#### [REQUIRED ACTION]
In the data below, find every line with the string "snow" and pull it out.

Saved entries:

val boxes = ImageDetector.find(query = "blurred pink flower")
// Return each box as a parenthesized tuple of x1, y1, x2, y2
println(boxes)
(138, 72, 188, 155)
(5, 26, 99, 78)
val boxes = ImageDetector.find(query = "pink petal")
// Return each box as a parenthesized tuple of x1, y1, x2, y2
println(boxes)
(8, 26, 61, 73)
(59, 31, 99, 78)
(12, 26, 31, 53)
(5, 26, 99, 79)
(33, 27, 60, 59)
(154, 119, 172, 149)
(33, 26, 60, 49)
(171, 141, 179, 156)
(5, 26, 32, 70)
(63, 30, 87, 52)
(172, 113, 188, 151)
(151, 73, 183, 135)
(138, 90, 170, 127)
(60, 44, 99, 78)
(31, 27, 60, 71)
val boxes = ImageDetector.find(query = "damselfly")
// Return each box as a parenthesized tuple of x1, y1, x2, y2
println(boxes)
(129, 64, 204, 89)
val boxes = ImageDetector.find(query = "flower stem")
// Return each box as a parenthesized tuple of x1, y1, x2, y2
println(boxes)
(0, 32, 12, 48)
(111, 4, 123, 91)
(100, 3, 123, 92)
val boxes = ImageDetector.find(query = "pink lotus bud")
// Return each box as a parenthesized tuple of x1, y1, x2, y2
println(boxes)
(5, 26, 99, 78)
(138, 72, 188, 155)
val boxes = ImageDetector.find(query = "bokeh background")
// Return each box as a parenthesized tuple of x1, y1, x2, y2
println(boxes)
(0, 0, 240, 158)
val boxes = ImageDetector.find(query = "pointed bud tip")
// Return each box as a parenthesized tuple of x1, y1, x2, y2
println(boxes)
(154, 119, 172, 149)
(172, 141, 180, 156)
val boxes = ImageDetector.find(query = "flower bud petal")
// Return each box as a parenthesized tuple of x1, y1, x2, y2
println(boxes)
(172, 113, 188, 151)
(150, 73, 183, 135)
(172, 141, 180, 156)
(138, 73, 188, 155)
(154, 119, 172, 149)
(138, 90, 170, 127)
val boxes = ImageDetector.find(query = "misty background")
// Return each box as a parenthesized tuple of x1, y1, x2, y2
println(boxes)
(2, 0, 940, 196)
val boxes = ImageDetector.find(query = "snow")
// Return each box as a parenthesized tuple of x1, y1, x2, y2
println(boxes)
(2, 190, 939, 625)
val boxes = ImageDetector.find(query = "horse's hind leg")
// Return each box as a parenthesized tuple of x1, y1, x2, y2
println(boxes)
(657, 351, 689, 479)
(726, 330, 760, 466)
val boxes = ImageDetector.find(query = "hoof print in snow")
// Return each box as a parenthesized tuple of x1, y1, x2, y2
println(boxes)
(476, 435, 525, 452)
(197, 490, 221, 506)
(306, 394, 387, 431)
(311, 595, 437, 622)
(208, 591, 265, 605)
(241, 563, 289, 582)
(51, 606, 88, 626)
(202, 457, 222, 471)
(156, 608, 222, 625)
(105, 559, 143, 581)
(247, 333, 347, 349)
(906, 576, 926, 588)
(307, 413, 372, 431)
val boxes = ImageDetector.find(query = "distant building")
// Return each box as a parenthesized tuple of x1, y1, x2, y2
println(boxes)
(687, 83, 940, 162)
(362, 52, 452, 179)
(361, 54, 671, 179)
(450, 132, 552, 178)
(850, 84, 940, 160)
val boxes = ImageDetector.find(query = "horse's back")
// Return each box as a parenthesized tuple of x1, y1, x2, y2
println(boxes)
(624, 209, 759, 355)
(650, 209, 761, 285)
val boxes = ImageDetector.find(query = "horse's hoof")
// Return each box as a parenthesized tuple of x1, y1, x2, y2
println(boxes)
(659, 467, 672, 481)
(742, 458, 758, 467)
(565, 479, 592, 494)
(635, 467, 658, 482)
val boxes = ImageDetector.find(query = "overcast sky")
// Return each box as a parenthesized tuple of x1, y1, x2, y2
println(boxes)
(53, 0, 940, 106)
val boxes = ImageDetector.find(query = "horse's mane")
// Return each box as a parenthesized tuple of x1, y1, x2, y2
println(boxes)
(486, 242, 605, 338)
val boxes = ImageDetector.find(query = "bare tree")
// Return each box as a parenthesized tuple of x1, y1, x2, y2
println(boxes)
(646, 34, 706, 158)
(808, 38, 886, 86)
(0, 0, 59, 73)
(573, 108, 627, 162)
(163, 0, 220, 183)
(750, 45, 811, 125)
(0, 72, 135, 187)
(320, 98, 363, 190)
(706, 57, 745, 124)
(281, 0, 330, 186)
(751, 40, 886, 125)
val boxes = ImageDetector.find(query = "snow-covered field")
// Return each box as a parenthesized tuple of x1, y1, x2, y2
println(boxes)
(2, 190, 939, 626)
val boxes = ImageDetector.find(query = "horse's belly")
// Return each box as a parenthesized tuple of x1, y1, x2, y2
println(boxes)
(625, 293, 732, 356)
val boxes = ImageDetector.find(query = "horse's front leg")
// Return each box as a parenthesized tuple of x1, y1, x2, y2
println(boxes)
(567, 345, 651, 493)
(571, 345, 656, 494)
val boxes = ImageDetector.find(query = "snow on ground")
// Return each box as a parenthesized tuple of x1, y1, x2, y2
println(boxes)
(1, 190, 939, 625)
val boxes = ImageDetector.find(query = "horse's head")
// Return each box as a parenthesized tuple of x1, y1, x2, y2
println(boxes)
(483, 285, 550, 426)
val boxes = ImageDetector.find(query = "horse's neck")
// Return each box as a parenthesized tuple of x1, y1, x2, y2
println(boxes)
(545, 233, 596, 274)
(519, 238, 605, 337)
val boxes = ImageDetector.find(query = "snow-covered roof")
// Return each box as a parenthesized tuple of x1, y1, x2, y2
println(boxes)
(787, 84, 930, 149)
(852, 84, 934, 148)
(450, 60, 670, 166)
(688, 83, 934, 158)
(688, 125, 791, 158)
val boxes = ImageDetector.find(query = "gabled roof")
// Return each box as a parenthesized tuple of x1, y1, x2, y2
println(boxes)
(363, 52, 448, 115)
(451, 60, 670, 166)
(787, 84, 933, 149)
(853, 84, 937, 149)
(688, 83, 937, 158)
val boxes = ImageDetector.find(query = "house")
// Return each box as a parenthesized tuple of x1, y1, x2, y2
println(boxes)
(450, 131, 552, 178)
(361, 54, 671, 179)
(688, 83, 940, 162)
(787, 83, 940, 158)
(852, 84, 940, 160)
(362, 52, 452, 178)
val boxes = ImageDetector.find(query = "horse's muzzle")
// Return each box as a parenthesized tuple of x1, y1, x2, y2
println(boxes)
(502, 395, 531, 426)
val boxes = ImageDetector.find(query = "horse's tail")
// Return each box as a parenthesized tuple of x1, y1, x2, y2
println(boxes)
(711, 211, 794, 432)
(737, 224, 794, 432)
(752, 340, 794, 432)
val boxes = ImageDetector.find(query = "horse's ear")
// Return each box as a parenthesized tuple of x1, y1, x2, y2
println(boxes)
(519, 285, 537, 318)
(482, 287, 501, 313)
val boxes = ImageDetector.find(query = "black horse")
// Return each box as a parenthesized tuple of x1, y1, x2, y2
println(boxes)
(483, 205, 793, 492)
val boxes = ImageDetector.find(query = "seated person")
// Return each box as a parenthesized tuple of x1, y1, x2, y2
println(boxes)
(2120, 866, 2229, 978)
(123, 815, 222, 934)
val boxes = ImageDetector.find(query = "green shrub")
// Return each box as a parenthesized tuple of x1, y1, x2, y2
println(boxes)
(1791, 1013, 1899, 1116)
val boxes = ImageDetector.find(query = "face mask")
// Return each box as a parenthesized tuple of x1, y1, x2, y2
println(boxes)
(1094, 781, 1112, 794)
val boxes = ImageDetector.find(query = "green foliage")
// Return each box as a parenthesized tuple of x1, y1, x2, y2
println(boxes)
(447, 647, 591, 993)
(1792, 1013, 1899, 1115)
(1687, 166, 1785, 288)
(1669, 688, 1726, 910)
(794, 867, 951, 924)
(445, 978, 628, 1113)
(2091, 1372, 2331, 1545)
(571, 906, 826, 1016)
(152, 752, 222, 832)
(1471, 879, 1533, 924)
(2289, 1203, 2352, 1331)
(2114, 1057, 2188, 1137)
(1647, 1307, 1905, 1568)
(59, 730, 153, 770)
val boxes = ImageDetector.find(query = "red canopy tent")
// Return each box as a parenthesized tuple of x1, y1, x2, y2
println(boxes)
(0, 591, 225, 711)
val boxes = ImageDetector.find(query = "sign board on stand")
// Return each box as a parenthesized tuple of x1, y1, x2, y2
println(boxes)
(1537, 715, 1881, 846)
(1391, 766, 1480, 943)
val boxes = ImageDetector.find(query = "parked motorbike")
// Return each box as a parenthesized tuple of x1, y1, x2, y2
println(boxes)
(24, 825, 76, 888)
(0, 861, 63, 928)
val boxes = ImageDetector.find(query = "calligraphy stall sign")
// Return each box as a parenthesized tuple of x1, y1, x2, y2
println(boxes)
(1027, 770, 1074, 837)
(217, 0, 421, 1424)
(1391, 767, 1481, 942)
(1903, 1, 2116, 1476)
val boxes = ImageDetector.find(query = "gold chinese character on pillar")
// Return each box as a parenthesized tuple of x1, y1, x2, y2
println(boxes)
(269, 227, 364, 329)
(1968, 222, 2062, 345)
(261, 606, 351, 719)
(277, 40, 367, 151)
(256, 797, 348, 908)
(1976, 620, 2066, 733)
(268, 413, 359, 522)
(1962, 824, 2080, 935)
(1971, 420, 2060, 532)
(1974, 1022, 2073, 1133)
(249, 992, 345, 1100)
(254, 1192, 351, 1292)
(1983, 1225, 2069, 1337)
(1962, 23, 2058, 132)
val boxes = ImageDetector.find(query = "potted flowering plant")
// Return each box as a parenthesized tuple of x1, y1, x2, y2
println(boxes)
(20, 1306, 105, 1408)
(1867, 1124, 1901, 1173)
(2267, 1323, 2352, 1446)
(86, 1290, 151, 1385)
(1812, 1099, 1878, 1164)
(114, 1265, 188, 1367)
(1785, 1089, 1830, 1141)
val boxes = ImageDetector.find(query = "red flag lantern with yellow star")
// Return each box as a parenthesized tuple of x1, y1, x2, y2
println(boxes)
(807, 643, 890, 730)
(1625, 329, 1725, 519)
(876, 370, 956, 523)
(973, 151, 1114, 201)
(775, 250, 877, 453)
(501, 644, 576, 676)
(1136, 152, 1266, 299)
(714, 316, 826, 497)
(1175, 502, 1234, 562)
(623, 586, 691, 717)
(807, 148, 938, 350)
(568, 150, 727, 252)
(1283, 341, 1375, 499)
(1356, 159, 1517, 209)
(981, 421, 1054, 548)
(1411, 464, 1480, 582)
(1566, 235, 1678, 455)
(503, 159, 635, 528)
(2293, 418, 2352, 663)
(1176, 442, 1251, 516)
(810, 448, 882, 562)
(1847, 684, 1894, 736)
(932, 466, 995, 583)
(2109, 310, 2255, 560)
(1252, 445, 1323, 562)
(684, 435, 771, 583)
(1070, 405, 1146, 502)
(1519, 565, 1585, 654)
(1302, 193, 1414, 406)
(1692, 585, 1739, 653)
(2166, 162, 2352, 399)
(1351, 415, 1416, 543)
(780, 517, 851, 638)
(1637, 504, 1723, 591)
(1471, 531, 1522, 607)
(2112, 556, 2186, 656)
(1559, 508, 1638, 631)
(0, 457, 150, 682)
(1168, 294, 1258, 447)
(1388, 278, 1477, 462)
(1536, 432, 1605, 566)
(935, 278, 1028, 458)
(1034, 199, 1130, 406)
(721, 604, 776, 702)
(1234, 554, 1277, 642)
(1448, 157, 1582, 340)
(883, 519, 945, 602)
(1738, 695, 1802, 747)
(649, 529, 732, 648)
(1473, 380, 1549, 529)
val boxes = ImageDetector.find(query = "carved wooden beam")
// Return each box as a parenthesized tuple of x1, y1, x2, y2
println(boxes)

#### [COMPLETED EXERCISE]
val boxes = ImageDetector.find(query = "snow")
val boxes = ImageDetector.find(query = "hoof print in snow")
val boxes = ImageDetector.find(query = "snow-covered field")
val boxes = ImageDetector.find(query = "snow on ground")
val boxes = ImageDetector.find(query = "snow-covered roof")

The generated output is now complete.